+++ INPUT DATA

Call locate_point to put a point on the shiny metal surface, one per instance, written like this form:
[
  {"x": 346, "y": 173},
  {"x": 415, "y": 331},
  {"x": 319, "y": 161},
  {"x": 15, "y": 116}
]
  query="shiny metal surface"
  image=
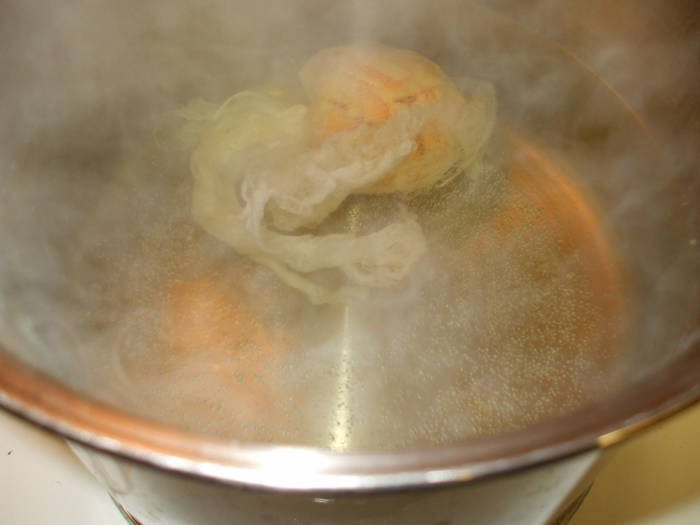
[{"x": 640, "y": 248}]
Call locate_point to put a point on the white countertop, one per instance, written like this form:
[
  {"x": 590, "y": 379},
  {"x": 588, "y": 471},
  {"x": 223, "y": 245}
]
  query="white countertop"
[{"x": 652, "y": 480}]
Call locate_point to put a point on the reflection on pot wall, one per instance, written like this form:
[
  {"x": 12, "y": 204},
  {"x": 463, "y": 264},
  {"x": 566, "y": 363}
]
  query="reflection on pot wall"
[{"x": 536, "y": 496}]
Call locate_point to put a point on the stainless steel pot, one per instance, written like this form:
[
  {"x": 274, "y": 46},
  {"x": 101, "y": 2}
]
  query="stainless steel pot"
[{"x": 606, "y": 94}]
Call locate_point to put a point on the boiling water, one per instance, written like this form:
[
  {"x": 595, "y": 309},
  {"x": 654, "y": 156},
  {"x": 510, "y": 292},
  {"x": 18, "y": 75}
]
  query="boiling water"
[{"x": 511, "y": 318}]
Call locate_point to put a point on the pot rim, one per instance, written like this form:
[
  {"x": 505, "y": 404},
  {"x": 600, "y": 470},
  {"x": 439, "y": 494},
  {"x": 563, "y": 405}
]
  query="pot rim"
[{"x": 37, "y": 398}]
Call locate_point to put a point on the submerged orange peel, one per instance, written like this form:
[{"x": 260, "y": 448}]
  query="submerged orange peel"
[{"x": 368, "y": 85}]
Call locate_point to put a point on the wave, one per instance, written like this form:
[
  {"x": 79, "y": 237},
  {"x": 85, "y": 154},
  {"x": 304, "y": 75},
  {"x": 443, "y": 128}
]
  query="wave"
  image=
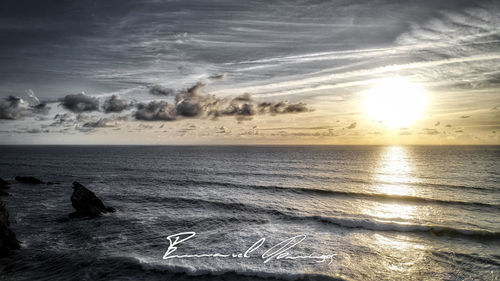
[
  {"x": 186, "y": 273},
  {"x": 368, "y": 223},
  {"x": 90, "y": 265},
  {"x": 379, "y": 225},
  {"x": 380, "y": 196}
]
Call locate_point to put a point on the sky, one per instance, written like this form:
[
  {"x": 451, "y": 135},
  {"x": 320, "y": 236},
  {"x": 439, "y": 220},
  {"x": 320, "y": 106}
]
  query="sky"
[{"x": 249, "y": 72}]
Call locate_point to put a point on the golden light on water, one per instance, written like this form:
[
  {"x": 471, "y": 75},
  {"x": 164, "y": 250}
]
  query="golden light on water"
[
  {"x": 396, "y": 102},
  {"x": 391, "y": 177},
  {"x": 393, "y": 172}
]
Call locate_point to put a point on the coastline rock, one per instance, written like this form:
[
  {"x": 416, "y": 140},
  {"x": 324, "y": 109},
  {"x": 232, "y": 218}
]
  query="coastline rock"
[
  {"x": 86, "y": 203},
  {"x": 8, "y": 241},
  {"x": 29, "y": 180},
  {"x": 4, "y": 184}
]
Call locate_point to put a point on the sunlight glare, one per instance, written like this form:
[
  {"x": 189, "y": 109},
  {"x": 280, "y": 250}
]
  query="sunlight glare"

++++++

Output all of the data exactly as it stands, minus any images.

Call locate_point to put a point on the shiny metal surface, one per instance, written like this form:
[
  {"x": 346, "y": 173},
  {"x": 415, "y": 331},
  {"x": 319, "y": 161},
  {"x": 15, "y": 116}
]
  query="shiny metal surface"
  image=
[{"x": 640, "y": 248}]
Call locate_point to put a point on the white countertop, one per instance, written like this form:
[
  {"x": 590, "y": 379},
  {"x": 588, "y": 471},
  {"x": 223, "y": 245}
]
  query="white countertop"
[{"x": 652, "y": 480}]
Call locate_point to put a point on the reflection on pot wall, one per instance, written like this form:
[
  {"x": 12, "y": 204},
  {"x": 463, "y": 264},
  {"x": 566, "y": 363}
]
  query="reflection on pot wall"
[{"x": 536, "y": 496}]
Call locate_point to put a point on the stainless steel pot, one per instance, written like this form:
[
  {"x": 274, "y": 46},
  {"x": 101, "y": 2}
]
  query="stainless steel pot"
[{"x": 606, "y": 94}]
Call locate_point to put a point on the boiling water, one per instance, written like this form:
[
  {"x": 595, "y": 309},
  {"x": 654, "y": 156},
  {"x": 510, "y": 292},
  {"x": 18, "y": 75}
]
  query="boiling water"
[{"x": 511, "y": 318}]
Call locate_point to put a point on the pot rim, one per instance, written like this form:
[
  {"x": 505, "y": 404},
  {"x": 600, "y": 470},
  {"x": 439, "y": 494},
  {"x": 563, "y": 405}
]
  query="pot rim"
[{"x": 37, "y": 398}]
Call locate_point to put a point on the submerged orange peel, one per instance, written like this form:
[{"x": 260, "y": 448}]
  query="submerged orange peel"
[{"x": 368, "y": 85}]
Call locate_point to put a point on the wave, one per instance, written like this form:
[
  {"x": 79, "y": 237},
  {"x": 85, "y": 154},
  {"x": 304, "y": 75},
  {"x": 443, "y": 128}
]
  query="wave"
  image=
[
  {"x": 186, "y": 273},
  {"x": 368, "y": 223},
  {"x": 90, "y": 265},
  {"x": 379, "y": 225},
  {"x": 380, "y": 196}
]
Call locate_point to put a point on the sky, one per instance, written like this form:
[
  {"x": 451, "y": 135},
  {"x": 320, "y": 236},
  {"x": 439, "y": 220},
  {"x": 320, "y": 106}
]
  query="sky"
[{"x": 249, "y": 72}]
Call locate_point to put a point on the golden light on water, one per instance, written like this form:
[
  {"x": 471, "y": 75},
  {"x": 164, "y": 250}
]
  query="golden light on water"
[
  {"x": 396, "y": 102},
  {"x": 391, "y": 177},
  {"x": 393, "y": 172}
]
Call locate_point to put a point on the coastline rock, one per instance, written like this form:
[
  {"x": 416, "y": 140},
  {"x": 324, "y": 109},
  {"x": 232, "y": 218}
]
  query="coastline rock"
[
  {"x": 86, "y": 203},
  {"x": 8, "y": 241},
  {"x": 29, "y": 180},
  {"x": 4, "y": 184}
]
Call locate_point to put a point on the sunlight glare, one per instance, written like this form:
[
  {"x": 189, "y": 109},
  {"x": 280, "y": 250}
]
  query="sunlight glare"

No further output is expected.